= Problem to work on =
From the first line to the last, print the data exactly as written.

(Extracted data entries)
━━━

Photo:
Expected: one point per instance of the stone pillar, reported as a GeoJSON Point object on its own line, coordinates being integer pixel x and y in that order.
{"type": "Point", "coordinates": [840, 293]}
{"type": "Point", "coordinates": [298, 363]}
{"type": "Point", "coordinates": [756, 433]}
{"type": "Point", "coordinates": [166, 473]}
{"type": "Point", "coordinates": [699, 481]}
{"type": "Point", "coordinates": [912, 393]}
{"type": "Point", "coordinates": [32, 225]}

━━━

= Task result =
Photo:
Expected: one point per instance of the stone pillar, reported as a GeoJSON Point object on its own line, coordinates being integer pixel x and y in that order.
{"type": "Point", "coordinates": [840, 293]}
{"type": "Point", "coordinates": [298, 363]}
{"type": "Point", "coordinates": [756, 433]}
{"type": "Point", "coordinates": [166, 473]}
{"type": "Point", "coordinates": [699, 481]}
{"type": "Point", "coordinates": [912, 393]}
{"type": "Point", "coordinates": [32, 225]}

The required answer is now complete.